● **EXTRACT PROVIDED**:
Judges not learned in the law, or associate judges, have the same powers that the president judge has, but they seldom exercise any but a few of them. They are mainly advisory members on the bench. They have in a few instances undertaken to hold court, and have even been known to charge juries in opposition to the president judge. They exercise an equal voice in granting licenses and in establishing new roads, etc. They administer oaths, stay writs of execution, issue writs of habeas corpus, etc. As they reside in the county, their services are a convenience in the absence of the president judge.

The term of office of judges learned in the law is ten years; and that of the associates, five years. The salary of the former is $4,000, except in Philadelphia ($7,000),

Allegheny ($5,000), and Dauphin and Westmoreland ($5,000); that of the latter $5 a day when actually engaged.

● **RAW RECORDS**:
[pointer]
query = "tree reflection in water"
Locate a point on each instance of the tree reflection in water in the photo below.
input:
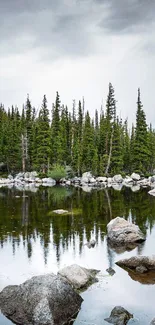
(26, 216)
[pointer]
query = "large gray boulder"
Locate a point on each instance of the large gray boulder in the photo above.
(42, 300)
(140, 264)
(86, 177)
(122, 232)
(119, 316)
(140, 268)
(78, 276)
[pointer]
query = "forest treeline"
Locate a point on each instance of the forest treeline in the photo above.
(31, 140)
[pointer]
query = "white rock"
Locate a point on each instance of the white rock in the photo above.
(86, 177)
(152, 192)
(122, 232)
(135, 177)
(128, 180)
(135, 188)
(68, 183)
(118, 178)
(92, 180)
(101, 179)
(78, 276)
(49, 180)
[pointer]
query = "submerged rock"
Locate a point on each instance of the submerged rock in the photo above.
(119, 316)
(122, 232)
(111, 271)
(79, 277)
(140, 264)
(42, 300)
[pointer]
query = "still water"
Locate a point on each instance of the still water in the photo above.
(34, 241)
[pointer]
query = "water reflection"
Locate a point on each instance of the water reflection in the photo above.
(35, 241)
(26, 217)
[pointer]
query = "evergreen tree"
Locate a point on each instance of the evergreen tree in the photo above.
(43, 138)
(141, 145)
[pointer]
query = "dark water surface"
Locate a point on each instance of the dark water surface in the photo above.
(34, 241)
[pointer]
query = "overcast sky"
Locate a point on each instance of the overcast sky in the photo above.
(77, 47)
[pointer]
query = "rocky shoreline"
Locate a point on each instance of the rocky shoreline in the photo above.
(31, 181)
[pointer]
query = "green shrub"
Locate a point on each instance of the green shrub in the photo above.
(57, 172)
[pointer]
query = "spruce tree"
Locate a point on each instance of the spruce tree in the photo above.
(43, 138)
(141, 145)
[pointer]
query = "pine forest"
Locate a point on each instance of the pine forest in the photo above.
(37, 140)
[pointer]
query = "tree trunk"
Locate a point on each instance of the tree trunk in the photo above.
(110, 153)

● **TASK**: Carry on the passage about judges learned in the law and associate judges, starting after its final sentence on their salaries.

● **THE OUTPUT**:
The Jury. The jury, though really a part of the court, is so important a factor in the government of a county, that it deserves to be treated as of equal rank with a county office. It is distinctively an English institution, though something like the jury system is found in other nations. The principle from which trial by jury has come, is found in the Magna Charta, given to the English people by King John in 1215; it is as follows: “No freeman shall be taken or imprisoned, or disseized, or outlawed, or exiled, or anyways destroyed; nor will we go upon him, nor will we send upon him, unless by the lawful judgment of his peers, or by the law of the land.” However, as a mere custom, the jury system is so old in England that “the memory of man runneth not to the contrary.

There are three kinds of juries, the Grand Jury, the Petit Jury and the Traverse Jury. Twenty-four men are summoned for the Grand Jury, one of whom is excused to avoid ties. The court appoints one of them as foreman. The number of Petit and Traverse Jurors is determined by the court; it consists usually of from thirty-six to sixty each; in smaller counties the same panel is used for both. From this number twelve are drawn to try each case as it comes before the court.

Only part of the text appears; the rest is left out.